§ **Textauszug**:
++++++++++
Gekauftes Lob für 149,90 Euro
Firma will positive Arzt-Bewertungen im Netz an die Weißenhorner Stiftungsklinik verkaufen - Verantwortliche im Krankenhaus sind irritiert
NEU-ULM/WEISSENHORN - Sehr kinderfreundlich und hygienisch, aber mit bestenfalls mittelmäßigen Einkaufsmöglichkeiten. So schneidet die Stiftungsklinik Weißenhorn im Ärzte-Bewertungsportal Jameda ab. Gerade einmal sechs Patienten haben ihr Urteil abgegeben, schon da reicht die Spanne der Schulnoten von eins bis sechs. Mit 149,90 Euro netto könnte die Stiftung dieses Bild aufpolieren. Das steht in einer EMail, die einige Mediziner am Dienstag erhalten haben. „Die Ärzte fanden es unseriös, wie darin geworben wurde“, berichtet Kliniksprecherin Edeltraud Braunwarth. Wie viele Nachrichten bei den Medizinern im Landkreis eingegangen sind, sei unklar. Fest stehe aber: „Auf dieses Niveau wollen wir uns nicht herablassen“, betont Braunwarth.
++++++++++
§ **Übungsmaterial**:
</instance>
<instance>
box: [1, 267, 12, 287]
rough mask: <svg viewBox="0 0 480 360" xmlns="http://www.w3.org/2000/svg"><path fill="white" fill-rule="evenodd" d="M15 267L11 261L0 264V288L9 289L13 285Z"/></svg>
++++++++++
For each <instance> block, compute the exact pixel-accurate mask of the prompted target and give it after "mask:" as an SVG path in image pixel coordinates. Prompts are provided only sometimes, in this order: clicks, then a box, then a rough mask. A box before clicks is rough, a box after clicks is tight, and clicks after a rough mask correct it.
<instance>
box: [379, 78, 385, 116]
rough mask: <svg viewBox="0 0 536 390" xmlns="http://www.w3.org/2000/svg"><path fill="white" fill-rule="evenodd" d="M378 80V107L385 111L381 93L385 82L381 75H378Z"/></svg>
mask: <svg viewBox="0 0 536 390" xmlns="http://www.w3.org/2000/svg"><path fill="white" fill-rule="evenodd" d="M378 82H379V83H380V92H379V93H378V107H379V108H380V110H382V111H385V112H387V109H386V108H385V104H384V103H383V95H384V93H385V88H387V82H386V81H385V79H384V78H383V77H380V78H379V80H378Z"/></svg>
++++++++++
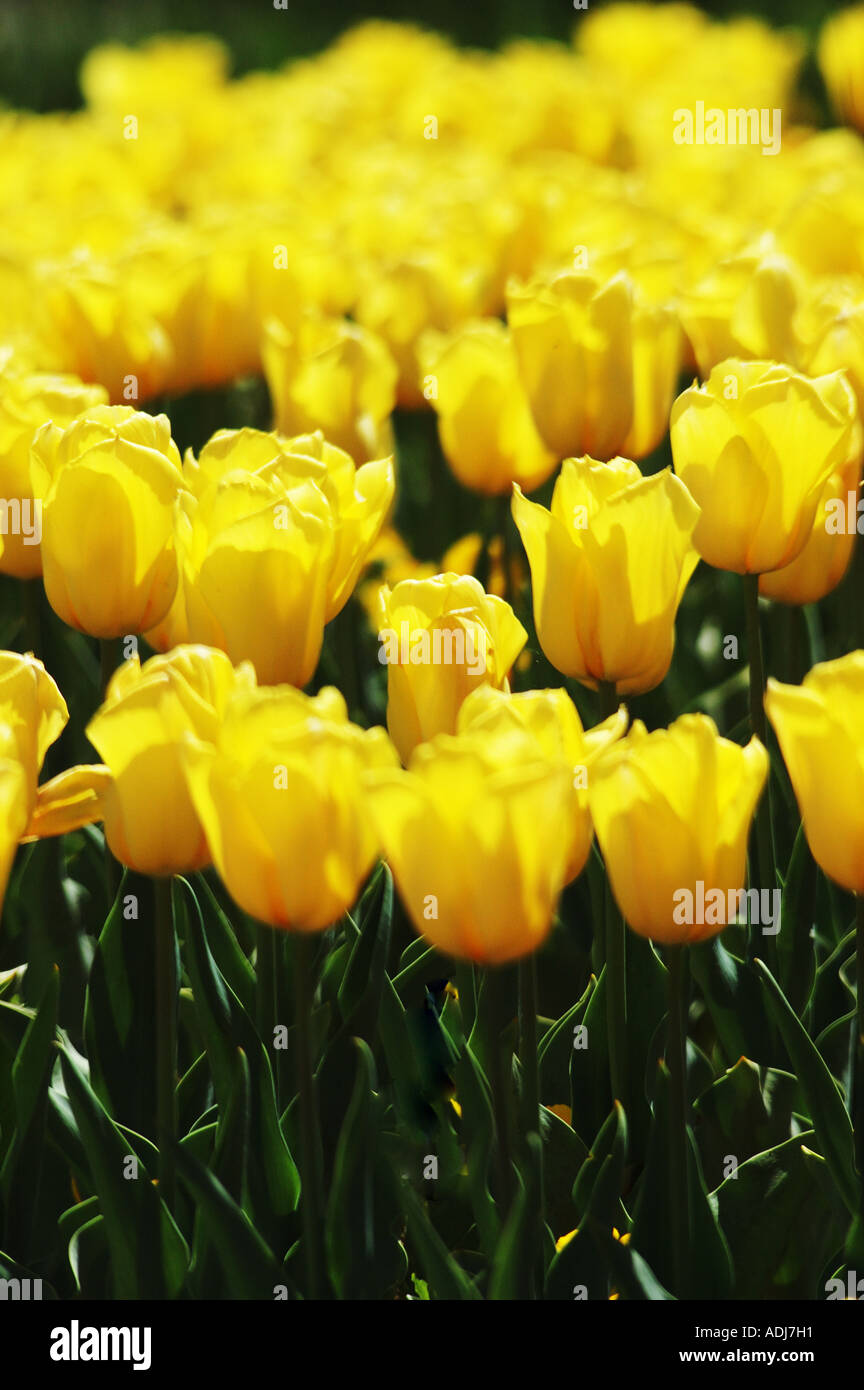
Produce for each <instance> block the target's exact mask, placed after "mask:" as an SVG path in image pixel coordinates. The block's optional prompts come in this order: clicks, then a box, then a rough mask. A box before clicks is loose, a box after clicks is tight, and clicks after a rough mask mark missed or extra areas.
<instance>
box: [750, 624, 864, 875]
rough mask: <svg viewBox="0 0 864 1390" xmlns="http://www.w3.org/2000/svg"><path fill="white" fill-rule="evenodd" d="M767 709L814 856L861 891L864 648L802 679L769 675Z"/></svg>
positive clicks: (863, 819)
++++++++++
§ **Textverständnis prüfen**:
A. Fassen Sie den Absatz des Artikels über gekaufte Arzt-Bewertungen, der mit „NEU-ULM/WEISSENHORN - Sehr kinderfreundlich“ beginnt, als Stichpunktliste zusammen.
B. Übersetzen Sie den Satz „Gerade einmal sechs Patienten haben ihr Urteil abgegeben, schon da reicht die Spanne der Schulnoten von eins bis sechs.“ aus dem Artikel über gekaufte Arzt-Bewertungen ins Englische.
C. Führen Sie den Artikel über gekaufte Arzt-Bewertungen im Anschluss an seinen letzten Satz weiter.

§ **Ihre Antworten**:
A.
- Im Portal Jameda gilt die Stiftungsklinik Weißenhorn als sehr kinderfreundlich und hygienisch. Die Einkaufsmöglichkeiten werden als bestenfalls mittelmäßig bewertet.
- Nur sechs Patienten haben eine Bewertung abgegeben. Die Noten reichen trotzdem von eins bis sechs.
- Einige Mediziner erhielten am Dienstag eine E-Mail. Darin wird angeboten, dieses Bild für 149,90 Euro netto aufzupolieren.
- Laut Kliniksprecherin Edeltraud Braunwarth fanden die Ärzte diese Werbung unseriös.
- Wie viele solcher Nachrichten bei den Medizinern im Landkreis eingegangen sind, ist unklar.
- Braunwarth betont, dass man sich nicht auf dieses Niveau herablassen will.

B. Only six patients have given their verdict, and yet the range of school grades already runs from one to six.

C.
Die Werbe-Mails, die Weißenhorner Klinikärzte am Montag erreichten, sind kein Einzelfall. Erst im Herbst hat sich das Ärzte-Bewertungsportal Jameda vor Gericht gegen ein Unternehmen durchgesetzt, das Medizinern positive Urteile gegen Bezahlung bot. Unternehmenssprecherin Kathrin Kirchler erklärt, das Portal verfolge Anbieter von gefälschten Bewertungen sehr aufmerksam und leite regelmäßig rechtliche Schritte ein. Die Frankfurter Firma, die die Mediziner aus Weißenhorn kontaktierte, ist bei Jameda bereits bekannt.
Ein Team von 20 Mitarbeitern des Bewertungsportals kümmere sich um die Qualität der Urteile, sagt Sprecherin Kirchler. Dazu gehöre auch, dass diese Prüfer nach Firmen Ausschau halten, die sogenannte Fake-Bewertungen anbieten. Die gehen regelmäßig bei Jameda ein. Etwa zehn Prozent der eingesandten Urteile werden vorher herausgefiltert.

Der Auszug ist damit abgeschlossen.